Task brief - This task calls for copying every line of the records that includes the word "clicks".

Record excerpts -

<<<<

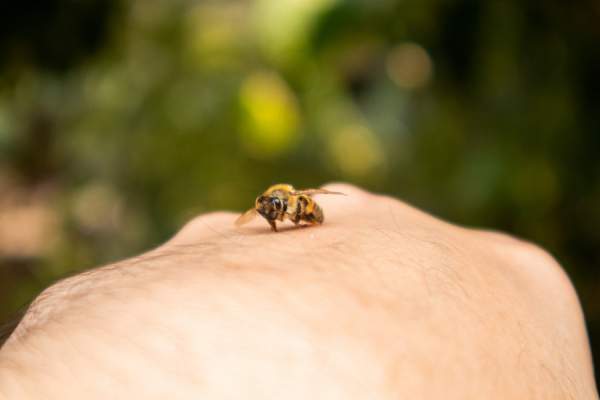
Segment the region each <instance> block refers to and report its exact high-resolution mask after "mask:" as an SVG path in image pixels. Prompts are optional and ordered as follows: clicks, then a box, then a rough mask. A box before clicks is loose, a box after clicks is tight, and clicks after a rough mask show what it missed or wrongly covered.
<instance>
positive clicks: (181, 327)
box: [0, 184, 598, 400]
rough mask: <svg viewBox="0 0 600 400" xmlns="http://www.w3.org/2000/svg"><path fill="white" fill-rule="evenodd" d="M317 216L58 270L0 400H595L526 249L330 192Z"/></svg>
mask: <svg viewBox="0 0 600 400" xmlns="http://www.w3.org/2000/svg"><path fill="white" fill-rule="evenodd" d="M325 188H326V189H328V190H332V191H339V192H343V193H347V194H348V195H349V196H348V197H342V196H327V195H319V196H315V199H316V200H317V201H318V202H319V204H320V205H321V206H322V207H323V209H324V211H325V222H324V224H323V225H322V226H316V227H307V228H301V229H300V228H296V227H294V226H293V224H291V223H290V222H289V221H288V222H287V223H285V224H282V225H281V226H280V232H279V233H271V231H270V228H269V225H268V224H267V223H266V222H265V221H264V219H262V218H257V219H256V220H255V221H253V222H251V223H249V224H248V225H246V226H244V227H243V228H241V229H235V228H234V226H233V222H234V221H235V219H236V218H237V217H238V216H239V214H232V213H215V214H209V215H204V216H201V217H199V218H196V219H195V220H193V221H192V222H190V223H189V224H188V225H186V226H185V227H184V228H183V229H182V230H181V231H180V232H179V233H178V234H177V235H176V236H175V237H174V238H173V239H172V240H170V241H169V242H168V243H166V244H164V245H163V246H160V247H159V248H157V249H155V250H153V251H150V252H148V253H146V254H143V255H141V256H139V257H135V258H132V259H129V260H125V261H122V262H118V263H116V264H112V265H108V266H104V267H101V268H96V269H92V270H90V271H87V272H85V273H83V274H81V275H78V276H75V277H71V278H68V279H66V280H63V281H60V282H58V283H56V284H55V285H53V286H51V287H50V288H48V289H47V290H45V291H44V292H43V293H42V294H41V295H40V296H39V297H38V298H37V299H36V300H35V302H34V303H33V304H32V306H31V307H30V309H29V310H28V312H27V313H26V315H25V317H24V318H23V320H22V322H21V324H20V325H19V326H18V327H17V329H16V331H15V332H14V333H13V335H12V336H11V337H10V338H9V340H8V341H7V342H6V344H5V345H4V347H2V349H1V350H0V398H2V399H41V398H43V399H61V400H64V399H81V398H87V399H90V398H98V399H106V398H111V399H154V398H178V399H180V398H181V399H248V398H255V399H398V398H407V399H440V398H444V399H471V398H472V399H520V398H523V399H598V396H597V393H596V389H595V384H594V378H593V371H592V362H591V356H590V349H589V345H588V339H587V334H586V331H585V326H584V321H583V316H582V312H581V308H580V305H579V302H578V299H577V295H576V293H575V291H574V289H573V286H572V285H571V282H570V281H569V279H568V277H567V275H566V274H565V273H564V271H563V270H562V268H561V267H560V266H559V265H558V264H557V263H556V261H555V260H554V259H553V258H552V257H551V256H550V255H548V254H547V253H546V252H545V251H543V250H542V249H540V248H539V247H537V246H535V245H532V244H530V243H526V242H523V241H520V240H517V239H515V238H512V237H510V236H507V235H504V234H500V233H495V232H486V231H481V230H472V229H466V228H462V227H458V226H456V225H452V224H449V223H447V222H444V221H441V220H439V219H437V218H434V217H432V216H430V215H428V214H425V213H423V212H422V211H419V210H417V209H415V208H413V207H411V206H408V205H406V204H404V203H402V202H400V201H398V200H395V199H393V198H390V197H387V196H379V195H375V194H371V193H367V192H365V191H362V190H360V189H358V188H355V187H352V186H348V185H341V184H335V185H329V186H326V187H325Z"/></svg>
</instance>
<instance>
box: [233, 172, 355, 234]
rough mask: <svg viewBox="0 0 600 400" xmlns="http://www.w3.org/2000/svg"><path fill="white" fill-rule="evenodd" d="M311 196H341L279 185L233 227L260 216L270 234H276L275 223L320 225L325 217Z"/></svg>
mask: <svg viewBox="0 0 600 400" xmlns="http://www.w3.org/2000/svg"><path fill="white" fill-rule="evenodd" d="M311 194H341V195H344V196H347V195H346V194H344V193H340V192H330V191H329V190H324V189H304V190H295V189H294V188H293V187H292V185H286V184H284V183H280V184H278V185H273V186H271V187H270V188H268V189H267V190H266V191H265V192H264V193H263V194H262V195H260V196H259V197H258V198H257V199H256V204H255V206H254V207H252V208H251V209H249V210H248V211H246V212H245V213H243V214H242V215H241V216H240V217H239V218H238V219H237V220H236V221H235V226H236V227H238V228H239V227H240V226H242V225H244V224H247V223H248V222H250V221H252V220H253V219H254V218H256V216H257V215H259V214H260V215H262V216H263V217H264V218H265V219H266V220H267V222H268V223H269V225H271V231H272V232H278V230H277V224H276V222H275V221H284V220H285V219H289V220H291V221H292V222H293V223H294V224H295V225H296V226H297V227H305V226H308V224H305V225H300V221H305V222H308V223H311V224H314V225H321V224H322V223H323V220H324V219H325V216H324V215H323V209H322V208H321V206H319V205H318V204H317V203H316V202H315V201H314V200H313V199H312V198H310V195H311Z"/></svg>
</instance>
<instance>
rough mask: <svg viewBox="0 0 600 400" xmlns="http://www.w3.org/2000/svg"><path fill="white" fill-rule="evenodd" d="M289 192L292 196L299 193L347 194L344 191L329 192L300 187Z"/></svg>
mask: <svg viewBox="0 0 600 400" xmlns="http://www.w3.org/2000/svg"><path fill="white" fill-rule="evenodd" d="M290 194H291V195H292V196H298V195H301V194H341V195H344V196H348V195H347V194H346V193H340V192H330V191H329V190H325V189H302V190H295V191H293V192H291V193H290Z"/></svg>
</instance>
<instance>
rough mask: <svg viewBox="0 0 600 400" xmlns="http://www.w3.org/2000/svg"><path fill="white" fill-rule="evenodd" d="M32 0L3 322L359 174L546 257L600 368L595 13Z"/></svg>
mask: <svg viewBox="0 0 600 400" xmlns="http://www.w3.org/2000/svg"><path fill="white" fill-rule="evenodd" d="M23 4H25V3H23ZM23 4H21V3H20V2H7V3H6V6H5V8H4V9H3V10H5V12H3V13H0V27H1V28H2V29H0V319H7V318H8V316H9V315H10V314H11V313H13V312H14V311H15V310H17V309H18V308H19V307H21V306H22V305H24V304H26V303H27V302H28V301H29V300H31V298H32V297H33V296H35V295H36V294H37V293H39V291H40V290H42V289H43V288H44V287H45V286H47V285H48V284H50V283H51V282H53V281H55V280H57V279H59V278H60V277H62V276H64V275H65V274H68V273H73V272H75V271H79V270H83V269H86V268H91V267H95V266H98V265H102V264H105V263H110V262H114V261H116V260H119V259H122V258H125V257H131V256H133V255H135V254H139V253H141V252H144V251H146V250H148V249H150V248H154V247H156V246H157V245H159V244H160V243H162V242H164V241H165V240H167V239H168V238H169V237H171V236H172V235H173V234H174V233H175V232H176V231H177V230H178V229H180V228H181V226H182V225H183V224H185V223H186V222H187V221H189V220H190V219H192V218H194V217H195V216H197V215H199V214H202V213H206V212H211V211H215V210H237V211H242V210H245V209H247V208H249V207H250V206H251V204H252V201H253V200H254V199H255V198H256V196H257V195H258V194H259V193H261V192H262V191H263V190H264V189H265V188H267V187H269V186H270V185H272V184H274V183H280V182H286V183H290V184H293V185H294V186H295V187H298V188H302V187H306V188H308V187H318V186H320V185H322V184H324V183H326V182H329V181H339V180H345V181H349V182H350V183H354V184H357V185H361V186H363V187H365V188H366V189H369V190H373V191H380V192H384V193H388V194H391V195H393V196H397V197H399V198H401V199H403V200H405V201H407V202H409V203H413V204H415V205H416V206H418V207H419V208H422V209H424V210H427V211H428V212H431V213H433V214H436V215H439V216H440V217H442V218H445V219H447V220H450V221H454V222H456V223H459V224H463V225H468V226H477V227H486V228H490V229H497V230H504V231H507V232H509V233H511V234H513V235H515V236H519V237H523V238H525V239H527V240H530V241H533V242H536V243H539V244H540V245H542V246H544V247H545V248H547V249H548V250H549V251H550V252H552V253H553V254H554V255H555V257H556V258H557V259H558V260H559V261H560V262H561V264H562V265H563V266H564V267H565V269H566V270H567V272H568V273H569V276H570V277H571V279H572V280H573V282H574V284H575V286H576V288H577V290H578V293H579V295H580V298H581V302H582V305H583V308H584V311H585V314H586V321H587V324H588V328H589V332H590V340H591V343H592V347H593V349H594V351H595V353H596V360H598V359H600V357H599V356H598V355H597V354H598V352H599V351H600V350H599V349H600V292H599V291H598V290H597V287H598V285H600V211H599V210H600V207H599V205H600V161H599V160H600V117H599V116H600V30H599V29H598V27H599V26H600V20H599V19H598V15H600V14H598V12H597V6H596V5H595V3H593V2H589V1H588V2H586V1H579V0H577V1H573V2H557V1H547V2H539V1H538V2H536V1H532V0H523V1H520V2H514V1H510V0H492V1H484V0H457V1H444V0H432V1H428V2H410V1H400V0H398V1H395V0H373V1H361V0H291V1H279V0H229V1H213V0H131V1H127V2H126V1H122V0H99V1H94V2H73V1H69V0H49V1H46V2H43V4H41V3H40V7H38V8H35V9H24V8H23V7H26V6H24V5H23ZM59 11H60V12H59ZM596 370H597V371H600V367H597V368H596Z"/></svg>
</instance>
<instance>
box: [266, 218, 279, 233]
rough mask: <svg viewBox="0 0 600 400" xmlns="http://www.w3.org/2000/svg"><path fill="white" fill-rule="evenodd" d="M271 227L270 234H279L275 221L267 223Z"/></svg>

>>>>

Problem solution -
Segment the region each <instance> block refers to and report its exact high-resolution mask after "mask:" as an SVG path in image pixels. Prompts are optional and ordered as follows: clicks, then a box, then a rough mask. A box before clicks is loose, a box after clicks is tight, and clicks after a rough mask show what it missed or wrongly covered.
positive clicks: (181, 327)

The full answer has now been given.